● **Written instruction a**
Copy lines from the listing without any changes. Begin at the line that has "instance of the sky" and stop after the line that has "M 192 12 L 197", keeping both of those lines.
========================================================================
Studio album by Antipop Consortium / Matthew Shipp
- Released: February 18, 2003
- Genre: Hip hop; jazz;
- Length: 41:59
- Label: Thirsty Ear Recordings
- Producer: Antipop Consortium; Matthew Shipp; Peter Gordon;

Antipop Consortium chronology
| Arrhythmia (2002) | Antipop vs. Matthew Shipp (2003) | Fluorescent Black (2009) |

Matthew Shipp chronology
| Equilibrium (2003) | Antipop vs. Matthew Shipp (2003) | Good and Evil Sessions (2003) |

= Antipop vs. Matthew Shipp =

Antipop vs. Matthew Shipp is a collaborative studio album by Antipop Consortium and Matthew Shipp. It was released on Thirsty Ear Recordings on February 18, 2003.

==Critical reception==

At Metacritic, which assigns a weighted average score out of 100 to reviews from mainstream critics, the album received an average score of 76, based on 12 reviews, indicating "generally favorable reviews".
========================================================================
● **Written instruction b**
Pick up the article on the album Antipop vs. Matthew Shipp after its last sentence and keep writing it.

● **Labeling and segmentation records**
========================================================================
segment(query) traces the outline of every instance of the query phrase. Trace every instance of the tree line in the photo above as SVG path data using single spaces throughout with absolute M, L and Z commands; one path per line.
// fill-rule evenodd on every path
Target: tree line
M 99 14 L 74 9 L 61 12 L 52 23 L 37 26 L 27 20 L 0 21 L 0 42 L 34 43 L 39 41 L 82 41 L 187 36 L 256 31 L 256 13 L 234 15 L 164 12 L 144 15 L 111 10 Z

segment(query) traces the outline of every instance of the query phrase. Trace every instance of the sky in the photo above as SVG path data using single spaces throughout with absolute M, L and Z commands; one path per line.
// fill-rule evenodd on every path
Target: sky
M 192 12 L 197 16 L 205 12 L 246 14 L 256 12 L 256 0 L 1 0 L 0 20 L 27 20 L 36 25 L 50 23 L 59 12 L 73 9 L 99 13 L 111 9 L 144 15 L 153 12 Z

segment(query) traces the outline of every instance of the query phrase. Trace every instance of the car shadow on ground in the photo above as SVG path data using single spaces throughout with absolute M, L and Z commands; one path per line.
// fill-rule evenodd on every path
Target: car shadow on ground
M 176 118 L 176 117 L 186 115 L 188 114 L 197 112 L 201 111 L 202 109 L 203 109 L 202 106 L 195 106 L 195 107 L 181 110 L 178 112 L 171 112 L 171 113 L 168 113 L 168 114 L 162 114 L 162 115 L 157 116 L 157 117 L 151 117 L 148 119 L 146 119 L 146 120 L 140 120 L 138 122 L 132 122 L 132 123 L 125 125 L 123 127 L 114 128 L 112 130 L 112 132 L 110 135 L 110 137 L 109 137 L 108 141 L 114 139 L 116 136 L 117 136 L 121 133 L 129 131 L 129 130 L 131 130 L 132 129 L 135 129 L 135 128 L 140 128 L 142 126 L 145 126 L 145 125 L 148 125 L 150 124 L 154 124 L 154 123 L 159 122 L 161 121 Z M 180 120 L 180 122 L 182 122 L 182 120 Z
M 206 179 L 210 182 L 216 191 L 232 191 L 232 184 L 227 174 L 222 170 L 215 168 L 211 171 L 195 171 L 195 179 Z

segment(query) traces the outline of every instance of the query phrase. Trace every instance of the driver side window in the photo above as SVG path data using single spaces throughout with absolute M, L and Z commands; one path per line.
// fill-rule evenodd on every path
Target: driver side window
========================================================================
● **Exercise result a**
segment(query) traces the outline of every instance of the query phrase. Trace every instance of the sky in the photo above as SVG path data using single spaces throughout with absolute M, L and Z commands; one path per line.
// fill-rule evenodd on every path
Target: sky
M 192 12 L 197 16 L 205 12 L 246 14 L 256 12 L 256 0 L 1 0 L 0 20 L 27 20 L 36 25 L 50 23 L 59 12 L 73 9 L 99 13 L 111 9 L 144 15 L 153 12 Z

● **Exercise result b**
Farrell Lowe of All About Jazz described the album as "hip music coming from modern jazz, with hip-hop masters gettin' next to it." Ed Howard of Stylus Magazine gave the album a grade of C, saying: "Despite being a very enjoyable listen from start to finish, this record also has a clear sense of unfulfilled promise." Meanwhile, Marshall Bowden of PopMatters said: "With neither side ceding territory to the other, it is still apparent that these musical forms can interact in meaningful ways."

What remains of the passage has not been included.